== What is being asked ==
Count the rows below that contain the string "yellow", treating uppercase and lowercase as different. Reply with the number only.
----- Data rows
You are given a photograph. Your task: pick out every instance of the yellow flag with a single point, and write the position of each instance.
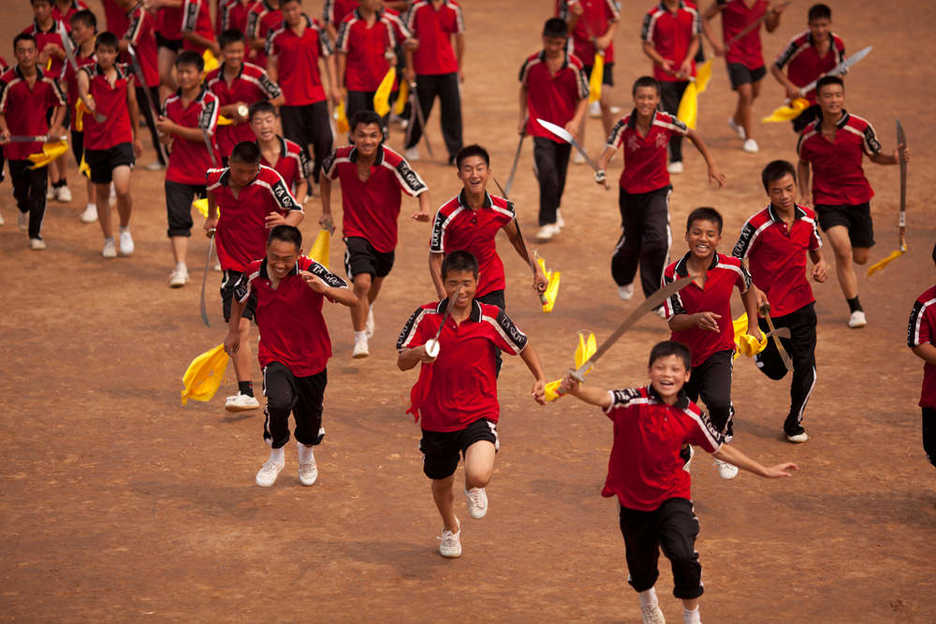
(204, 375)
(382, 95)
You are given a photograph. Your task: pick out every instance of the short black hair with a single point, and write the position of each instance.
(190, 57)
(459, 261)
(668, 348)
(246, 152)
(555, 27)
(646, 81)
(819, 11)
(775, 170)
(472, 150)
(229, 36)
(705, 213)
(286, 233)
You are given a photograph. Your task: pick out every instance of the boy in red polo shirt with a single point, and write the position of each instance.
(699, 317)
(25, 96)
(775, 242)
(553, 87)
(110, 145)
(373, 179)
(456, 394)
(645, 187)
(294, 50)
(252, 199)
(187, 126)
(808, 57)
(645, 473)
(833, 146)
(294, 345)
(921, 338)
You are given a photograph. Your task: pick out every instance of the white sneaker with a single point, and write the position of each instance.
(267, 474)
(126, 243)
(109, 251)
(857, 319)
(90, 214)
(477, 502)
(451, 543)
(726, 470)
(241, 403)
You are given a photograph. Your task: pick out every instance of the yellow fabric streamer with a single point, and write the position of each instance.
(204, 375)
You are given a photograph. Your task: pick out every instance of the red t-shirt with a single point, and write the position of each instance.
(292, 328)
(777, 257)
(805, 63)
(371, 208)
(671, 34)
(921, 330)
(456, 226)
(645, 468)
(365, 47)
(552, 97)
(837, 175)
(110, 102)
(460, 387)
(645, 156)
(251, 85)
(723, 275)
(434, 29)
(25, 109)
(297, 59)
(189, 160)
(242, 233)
----------
----- Data rows
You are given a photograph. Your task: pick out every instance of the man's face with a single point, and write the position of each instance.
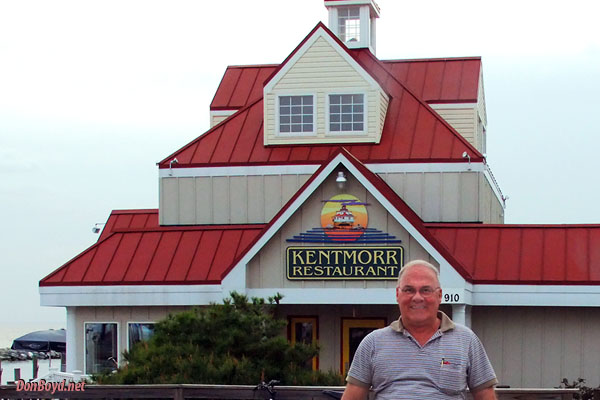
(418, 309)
----------
== Solved exercise ==
2